[[ DATASET CONTENT, beginning ]]

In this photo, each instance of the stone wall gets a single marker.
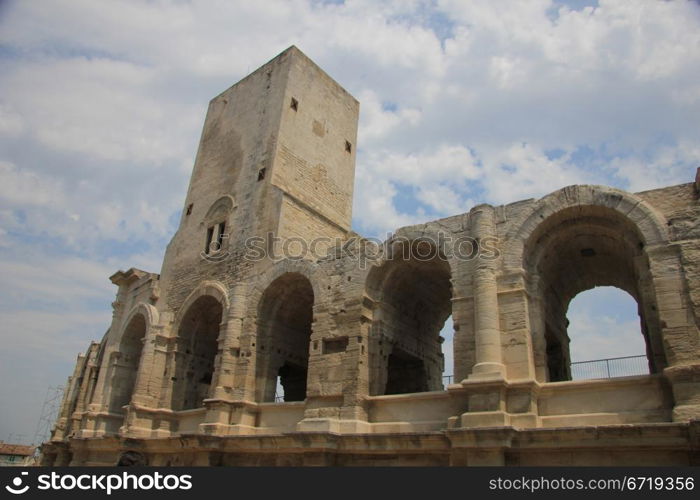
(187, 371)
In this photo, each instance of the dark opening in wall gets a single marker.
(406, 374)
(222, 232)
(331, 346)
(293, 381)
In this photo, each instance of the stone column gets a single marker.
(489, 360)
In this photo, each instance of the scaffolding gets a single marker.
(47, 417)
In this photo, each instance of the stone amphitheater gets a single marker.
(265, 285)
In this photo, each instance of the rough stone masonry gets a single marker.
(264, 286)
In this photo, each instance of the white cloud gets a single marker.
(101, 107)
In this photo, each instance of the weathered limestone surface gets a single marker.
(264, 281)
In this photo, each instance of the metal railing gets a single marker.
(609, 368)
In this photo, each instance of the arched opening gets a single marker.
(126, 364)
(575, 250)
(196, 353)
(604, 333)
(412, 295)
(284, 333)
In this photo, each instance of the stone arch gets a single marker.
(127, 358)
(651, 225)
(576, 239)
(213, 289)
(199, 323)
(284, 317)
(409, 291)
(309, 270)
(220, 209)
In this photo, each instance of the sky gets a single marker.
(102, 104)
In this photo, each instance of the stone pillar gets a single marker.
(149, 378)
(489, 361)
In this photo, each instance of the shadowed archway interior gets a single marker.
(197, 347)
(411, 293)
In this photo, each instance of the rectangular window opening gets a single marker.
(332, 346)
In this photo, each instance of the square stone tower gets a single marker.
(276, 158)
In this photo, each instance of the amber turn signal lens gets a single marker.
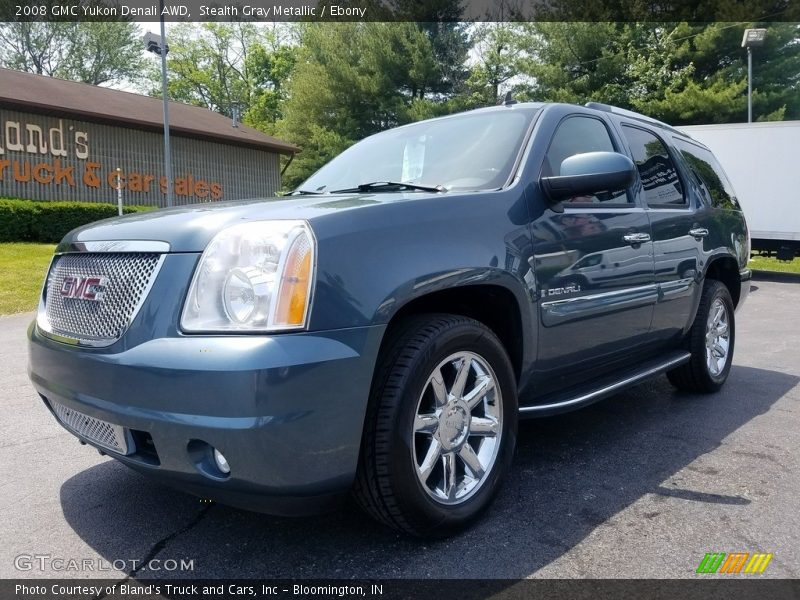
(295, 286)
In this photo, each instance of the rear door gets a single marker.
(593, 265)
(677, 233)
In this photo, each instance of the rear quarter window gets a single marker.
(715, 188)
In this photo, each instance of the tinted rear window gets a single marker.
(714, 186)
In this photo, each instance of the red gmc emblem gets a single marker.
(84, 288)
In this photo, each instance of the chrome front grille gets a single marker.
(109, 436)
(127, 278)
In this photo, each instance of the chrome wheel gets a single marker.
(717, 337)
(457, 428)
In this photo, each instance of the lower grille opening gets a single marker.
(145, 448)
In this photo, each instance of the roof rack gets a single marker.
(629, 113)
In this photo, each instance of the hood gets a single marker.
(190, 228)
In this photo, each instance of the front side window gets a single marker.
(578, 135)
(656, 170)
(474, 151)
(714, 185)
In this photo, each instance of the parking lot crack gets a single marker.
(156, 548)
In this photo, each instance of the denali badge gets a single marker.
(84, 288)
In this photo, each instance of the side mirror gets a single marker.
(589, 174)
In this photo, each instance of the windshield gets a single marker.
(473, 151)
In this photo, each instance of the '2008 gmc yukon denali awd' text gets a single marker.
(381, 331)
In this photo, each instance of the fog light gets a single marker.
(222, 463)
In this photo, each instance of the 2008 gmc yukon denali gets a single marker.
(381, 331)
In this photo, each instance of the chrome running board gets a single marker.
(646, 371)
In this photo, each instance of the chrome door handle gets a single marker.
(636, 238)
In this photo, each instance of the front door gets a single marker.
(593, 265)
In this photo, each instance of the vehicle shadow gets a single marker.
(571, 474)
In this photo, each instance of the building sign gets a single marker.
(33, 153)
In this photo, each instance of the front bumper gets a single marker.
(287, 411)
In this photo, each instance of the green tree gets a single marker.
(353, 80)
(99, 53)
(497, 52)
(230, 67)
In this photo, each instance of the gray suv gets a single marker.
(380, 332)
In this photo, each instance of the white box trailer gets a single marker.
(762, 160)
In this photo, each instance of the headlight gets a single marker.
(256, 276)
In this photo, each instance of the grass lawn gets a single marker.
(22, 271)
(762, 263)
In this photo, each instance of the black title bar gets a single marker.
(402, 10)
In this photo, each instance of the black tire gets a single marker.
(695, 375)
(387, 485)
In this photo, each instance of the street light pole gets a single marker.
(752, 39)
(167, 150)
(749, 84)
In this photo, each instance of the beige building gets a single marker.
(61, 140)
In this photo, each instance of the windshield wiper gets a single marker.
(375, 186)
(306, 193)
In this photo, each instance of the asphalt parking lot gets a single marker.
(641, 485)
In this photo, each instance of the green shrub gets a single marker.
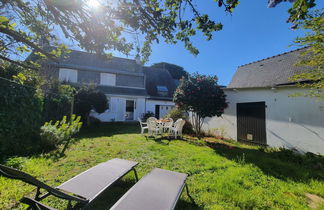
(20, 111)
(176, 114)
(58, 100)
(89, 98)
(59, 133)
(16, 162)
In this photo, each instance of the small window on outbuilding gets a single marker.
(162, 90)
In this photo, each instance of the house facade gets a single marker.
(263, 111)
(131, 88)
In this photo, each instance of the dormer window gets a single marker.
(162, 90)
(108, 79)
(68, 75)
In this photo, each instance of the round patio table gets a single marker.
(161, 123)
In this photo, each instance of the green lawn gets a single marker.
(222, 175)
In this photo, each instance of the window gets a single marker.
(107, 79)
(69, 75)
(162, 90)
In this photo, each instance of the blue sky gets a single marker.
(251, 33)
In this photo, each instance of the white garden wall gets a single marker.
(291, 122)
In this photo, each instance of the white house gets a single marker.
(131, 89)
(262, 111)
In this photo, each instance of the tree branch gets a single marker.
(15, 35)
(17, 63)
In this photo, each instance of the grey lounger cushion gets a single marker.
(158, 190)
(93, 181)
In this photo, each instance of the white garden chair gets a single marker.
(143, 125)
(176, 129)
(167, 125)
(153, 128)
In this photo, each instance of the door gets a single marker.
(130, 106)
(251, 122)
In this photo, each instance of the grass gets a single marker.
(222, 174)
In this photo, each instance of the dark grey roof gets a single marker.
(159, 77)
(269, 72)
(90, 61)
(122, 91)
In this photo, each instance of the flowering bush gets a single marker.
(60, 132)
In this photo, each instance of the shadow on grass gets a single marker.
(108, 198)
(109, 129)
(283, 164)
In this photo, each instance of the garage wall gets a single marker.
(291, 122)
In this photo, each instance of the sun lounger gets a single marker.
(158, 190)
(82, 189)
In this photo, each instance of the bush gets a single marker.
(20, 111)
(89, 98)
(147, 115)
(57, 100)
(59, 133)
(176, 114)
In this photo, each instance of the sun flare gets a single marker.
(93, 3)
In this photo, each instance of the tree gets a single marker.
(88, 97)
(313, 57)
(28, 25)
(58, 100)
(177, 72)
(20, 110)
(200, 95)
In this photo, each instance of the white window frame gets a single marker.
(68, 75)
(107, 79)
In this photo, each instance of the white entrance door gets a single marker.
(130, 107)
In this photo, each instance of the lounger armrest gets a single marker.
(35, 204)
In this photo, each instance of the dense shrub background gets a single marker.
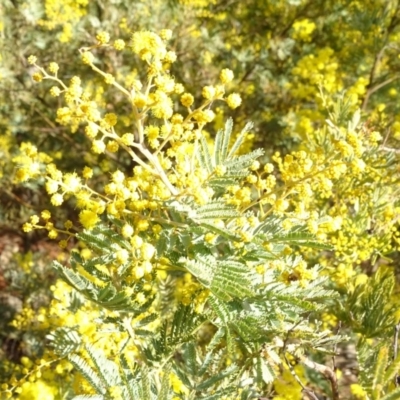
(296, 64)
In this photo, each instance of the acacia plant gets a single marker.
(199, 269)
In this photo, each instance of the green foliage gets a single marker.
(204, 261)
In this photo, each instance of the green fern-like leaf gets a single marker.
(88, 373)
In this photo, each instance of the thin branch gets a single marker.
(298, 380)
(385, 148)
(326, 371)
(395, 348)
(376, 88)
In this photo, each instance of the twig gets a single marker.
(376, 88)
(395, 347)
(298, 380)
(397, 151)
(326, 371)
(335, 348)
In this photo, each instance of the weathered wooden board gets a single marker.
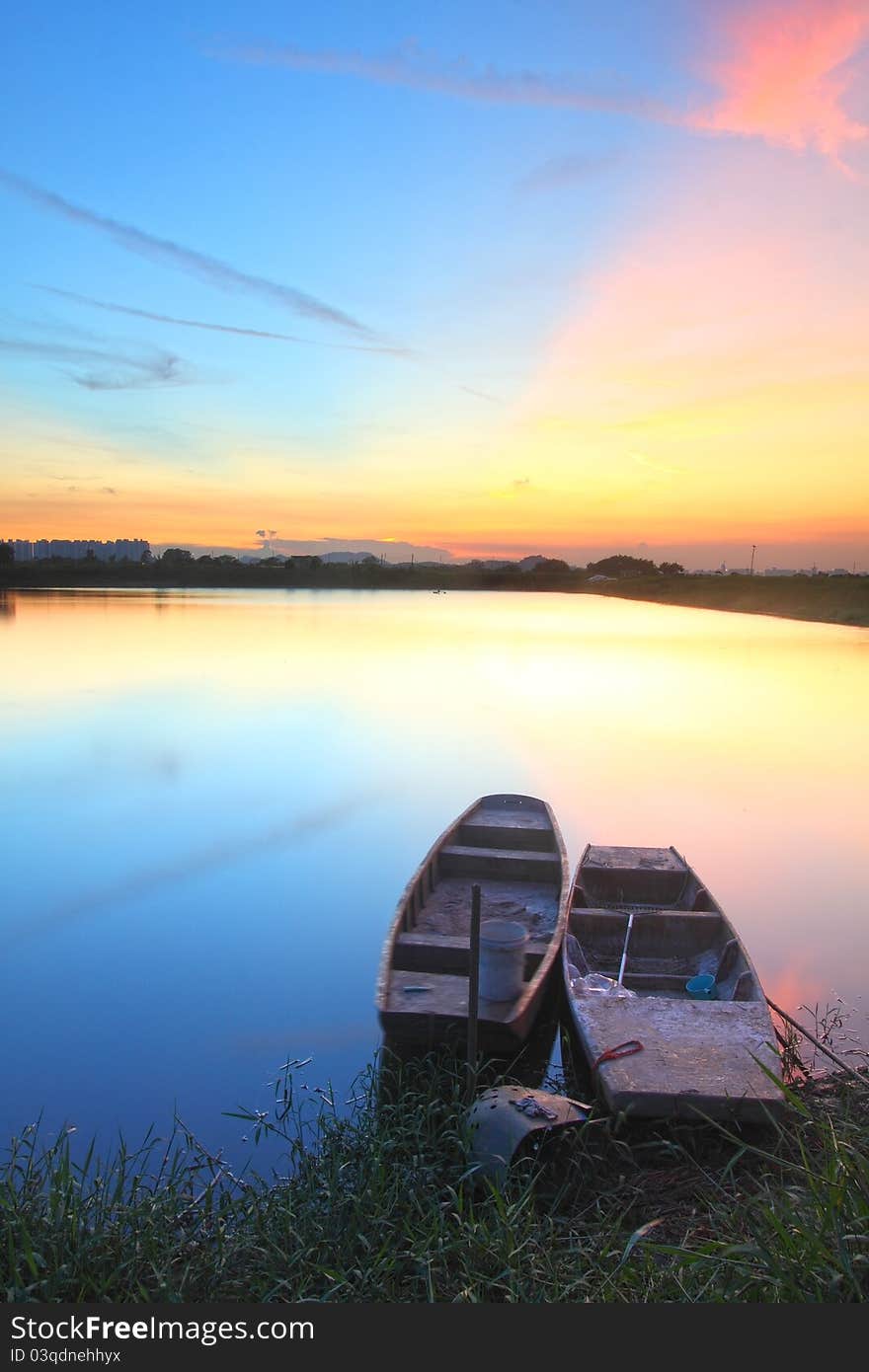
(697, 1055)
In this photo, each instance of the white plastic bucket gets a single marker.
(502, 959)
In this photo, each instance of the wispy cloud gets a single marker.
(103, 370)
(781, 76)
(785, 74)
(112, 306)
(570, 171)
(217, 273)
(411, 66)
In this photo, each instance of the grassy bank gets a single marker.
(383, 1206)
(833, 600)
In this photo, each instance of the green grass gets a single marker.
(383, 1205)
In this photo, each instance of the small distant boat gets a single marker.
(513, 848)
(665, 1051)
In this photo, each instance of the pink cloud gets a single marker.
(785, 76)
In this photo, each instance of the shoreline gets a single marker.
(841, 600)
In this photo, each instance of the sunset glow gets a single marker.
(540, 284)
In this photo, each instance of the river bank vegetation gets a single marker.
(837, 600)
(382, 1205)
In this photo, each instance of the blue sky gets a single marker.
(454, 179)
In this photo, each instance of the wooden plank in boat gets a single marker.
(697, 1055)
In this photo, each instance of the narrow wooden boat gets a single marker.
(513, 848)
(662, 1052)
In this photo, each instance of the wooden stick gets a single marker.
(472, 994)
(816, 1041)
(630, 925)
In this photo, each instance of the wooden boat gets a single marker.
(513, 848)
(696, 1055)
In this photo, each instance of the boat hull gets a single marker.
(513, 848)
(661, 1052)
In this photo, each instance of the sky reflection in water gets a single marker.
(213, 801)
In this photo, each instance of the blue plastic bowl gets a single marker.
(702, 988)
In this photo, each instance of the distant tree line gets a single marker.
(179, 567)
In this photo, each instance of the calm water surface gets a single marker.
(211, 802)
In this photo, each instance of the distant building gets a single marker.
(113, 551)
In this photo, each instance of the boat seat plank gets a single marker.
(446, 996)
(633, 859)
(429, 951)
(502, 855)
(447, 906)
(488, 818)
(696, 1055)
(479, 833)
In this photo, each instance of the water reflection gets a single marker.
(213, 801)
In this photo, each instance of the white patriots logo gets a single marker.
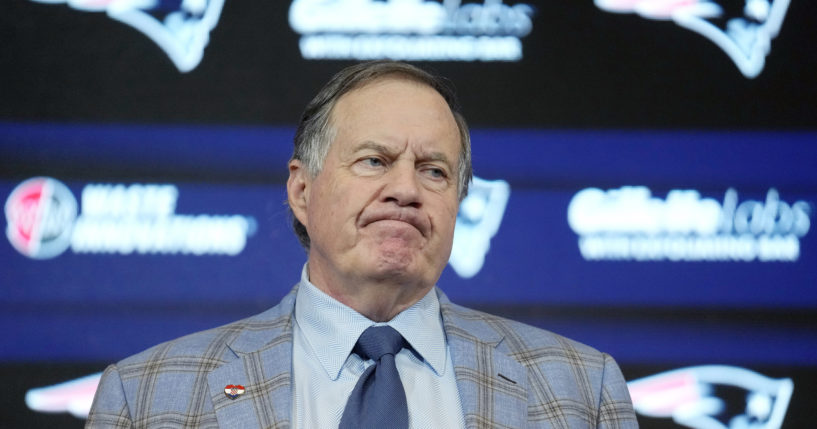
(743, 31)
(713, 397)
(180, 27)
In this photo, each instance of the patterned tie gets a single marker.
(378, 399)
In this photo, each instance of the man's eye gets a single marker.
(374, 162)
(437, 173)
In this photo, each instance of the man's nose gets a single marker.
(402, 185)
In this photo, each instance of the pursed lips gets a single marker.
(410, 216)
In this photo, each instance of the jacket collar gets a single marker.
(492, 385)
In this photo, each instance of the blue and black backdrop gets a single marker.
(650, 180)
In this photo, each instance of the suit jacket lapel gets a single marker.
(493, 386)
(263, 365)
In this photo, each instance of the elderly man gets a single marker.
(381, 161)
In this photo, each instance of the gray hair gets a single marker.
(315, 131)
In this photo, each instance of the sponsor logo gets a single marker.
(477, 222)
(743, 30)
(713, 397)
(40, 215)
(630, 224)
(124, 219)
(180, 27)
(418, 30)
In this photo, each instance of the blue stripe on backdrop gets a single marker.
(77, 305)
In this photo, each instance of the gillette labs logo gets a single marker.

[[ DATASET CONTENT, end ]]

TASK DESCRIPTION:
Return the line that contains "In this photo, each instance of the man's eye", along with every line after it in the data above, exactly and with nothing else.

REPLY TO THE TASK:
In this photo, each instance of the man's eye gets a single marker.
(374, 162)
(437, 173)
In this photo, each instance of the man's nose gets a single marker.
(402, 185)
In this photo, each instance of the pursed lips gets a single marker.
(410, 216)
In this photo, each instance of the jacket collar gets a single marker.
(492, 385)
In this photo, each instance of the blue and black backdrop gets a single marker.
(650, 180)
In this photo, each instance of the suit jacket lapel gets a single marker.
(493, 386)
(263, 365)
In this photo, each instance of the elderly man gets a single marker.
(381, 161)
In this photo, each instance of the gray hair gets a single marker.
(315, 131)
In this photo, each instance of the sponsor logo gets a single marker.
(477, 222)
(743, 30)
(713, 397)
(40, 215)
(630, 224)
(124, 219)
(180, 27)
(418, 30)
In this photo, each instance of the blue stripe on backdrop gets a single marker.
(77, 305)
In this photo, each instance of the gillette labs logo gets a single marker.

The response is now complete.